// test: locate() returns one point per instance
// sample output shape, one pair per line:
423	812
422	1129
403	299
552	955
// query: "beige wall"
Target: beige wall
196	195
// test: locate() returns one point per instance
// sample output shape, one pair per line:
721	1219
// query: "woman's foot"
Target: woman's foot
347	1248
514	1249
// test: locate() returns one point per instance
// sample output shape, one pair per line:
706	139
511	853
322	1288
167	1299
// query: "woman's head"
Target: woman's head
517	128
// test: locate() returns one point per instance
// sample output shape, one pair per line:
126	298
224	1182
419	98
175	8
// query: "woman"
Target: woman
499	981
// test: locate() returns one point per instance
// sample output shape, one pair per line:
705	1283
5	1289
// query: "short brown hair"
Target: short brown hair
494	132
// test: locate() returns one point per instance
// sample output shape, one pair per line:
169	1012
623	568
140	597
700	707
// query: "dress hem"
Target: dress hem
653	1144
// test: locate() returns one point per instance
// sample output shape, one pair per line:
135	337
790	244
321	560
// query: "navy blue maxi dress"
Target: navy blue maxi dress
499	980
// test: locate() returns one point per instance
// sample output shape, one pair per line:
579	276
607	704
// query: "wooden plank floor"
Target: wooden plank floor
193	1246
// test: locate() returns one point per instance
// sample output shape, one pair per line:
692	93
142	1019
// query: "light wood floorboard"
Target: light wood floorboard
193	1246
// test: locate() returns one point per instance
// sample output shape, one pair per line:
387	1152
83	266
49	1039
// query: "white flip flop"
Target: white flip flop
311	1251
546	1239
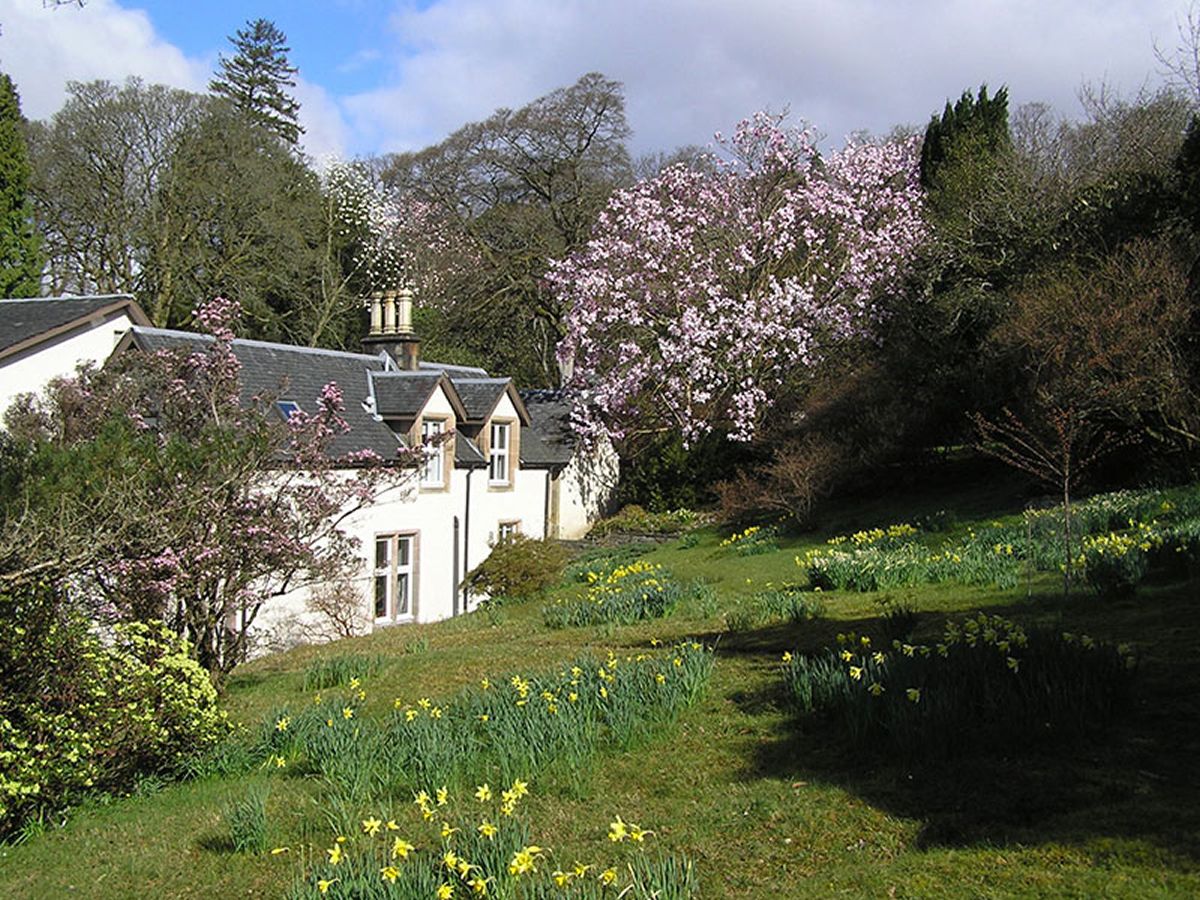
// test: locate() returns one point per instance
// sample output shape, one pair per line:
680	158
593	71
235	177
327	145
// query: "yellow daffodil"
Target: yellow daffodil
617	831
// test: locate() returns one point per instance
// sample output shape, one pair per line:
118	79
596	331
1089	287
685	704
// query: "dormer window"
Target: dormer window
432	439
498	454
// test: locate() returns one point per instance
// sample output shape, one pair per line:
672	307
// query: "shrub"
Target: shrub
987	684
635	520
519	567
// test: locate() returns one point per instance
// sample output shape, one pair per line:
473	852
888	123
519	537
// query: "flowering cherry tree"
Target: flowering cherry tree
198	504
703	294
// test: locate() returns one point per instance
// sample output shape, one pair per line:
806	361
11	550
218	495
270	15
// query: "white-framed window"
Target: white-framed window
433	473
394	569
498	454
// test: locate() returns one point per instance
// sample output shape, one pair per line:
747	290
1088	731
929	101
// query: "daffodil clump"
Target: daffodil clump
625	594
1115	563
549	724
988	683
883	567
753	541
477	844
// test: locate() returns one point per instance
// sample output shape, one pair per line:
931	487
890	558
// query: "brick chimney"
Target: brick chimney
391	328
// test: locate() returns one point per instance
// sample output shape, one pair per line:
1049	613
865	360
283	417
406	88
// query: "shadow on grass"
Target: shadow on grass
1116	791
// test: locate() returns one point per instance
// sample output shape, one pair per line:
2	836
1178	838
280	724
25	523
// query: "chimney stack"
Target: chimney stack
391	328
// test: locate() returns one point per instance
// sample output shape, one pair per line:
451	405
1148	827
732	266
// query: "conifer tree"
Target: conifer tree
21	258
972	126
257	77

EXERCISE INSTRUCTIONS: Without the pictures, copy out all the records above exactly.

SOLUTION TO THIS TASK:
// test: locate() returns one point per instance
// sample output shape, one pair per line:
423	812
422	1129
403	299
552	955
// query: "beige wall"
Target: beige wall
196	195
// test: locate() returns one point per instance
// sample output shape, one pair per line:
721	1219
// query: "woman's foot"
Target: woman's foot
347	1248
514	1249
// test: locate() returns one point per instance
// sample output shape, one pair per line:
706	139
511	853
322	1288
167	1299
// query: "woman's head"
Target: woman's head
517	128
// test: locate() returns one point per instance
// sample output shape, one pair per line:
126	298
224	1182
419	98
175	8
// query: "woman"
Target: woman
499	981
// test: locate() returns one point per instance
// sample output shape, one pair per line:
705	1283
5	1289
// query: "short brown hair"
Target: short brown hair
494	132
// test: locate() returns one point per instance
// sample output shape, one pair per line:
169	1012
623	568
140	597
700	707
// query: "dress hem"
Target: dress hem
653	1144
// test: locate() returns one point per instance
// sample output shape, one pair per line:
135	337
790	244
321	560
// query: "navy blue maxi dress"
Target: navy blue maxi dress
499	980
// test: locate() returns one point per instance
// sample output shape, one pair per line:
579	276
607	704
// query: "wooden plank floor"
Target: wooden plank floor
193	1246
// test: locate() returns one point per instance
// sample output shape, one pair per line:
692	93
142	1019
// query: "light wood floorboard"
Target: light wood floorboard
193	1246
// test: locate() returns one point per instance
// sample output shape, one pair per line:
387	1152
83	266
49	1039
// query: "white flip flop"
Target: white flip flop
311	1251
546	1239
// test: locate() returns one point per instance
// sample output shape, one pair per line:
680	158
593	71
235	177
327	145
// query: "yellow daffodil"
Target: yellow daffodil
617	831
// test: locate() returns one point per instance
// sample output shape, one pair per line:
118	79
596	331
1089	287
685	704
// query: "dormer window"
Target: dormer window
432	439
498	454
// test: locate() returns one point per instance
// sample output shape, one pair per line:
672	307
// query: "shrub"
Target: shrub
987	684
635	520
519	567
// test: locate() returns one point per instance
// sample output shape, one pair per line:
473	852
888	123
519	537
// query: "flowering cherry tree"
Target: flowering cherry tree
198	504
703	294
// test: locate() returns one point per instance
// sample output shape, one pair per line:
806	361
11	550
218	495
270	15
// query: "white-framed window"
Target: white-framed window
433	473
394	569
498	454
// test: locate() returns one point per instance
// sample output shape, one pair per line:
747	290
1088	731
929	101
// query: "daffodil clump"
Target: daffodil clump
625	594
1115	563
549	724
988	683
883	567
753	541
477	844
// test: locate() returns one point per instance
// sample output shape, one pair per line:
931	487
890	558
// query: "brick chimney"
Target: brick chimney
391	328
// test: locate() returns one point per instance
// sample output shape, one pair per line:
1049	613
865	360
283	417
406	88
// query: "shadow on grass"
Target: shadow on grass
1116	791
// test: locate() returns one point per instance
// sample output shape, one pair per line:
2	836
1178	838
280	724
25	523
// query: "chimney stack"
Target: chimney stack
391	328
// test: locate() returns one point per instance
// sample output shape, one pair per line:
451	405
1148	827
732	266
// query: "conifer tree"
Target: conifer tree
21	258
972	126
257	77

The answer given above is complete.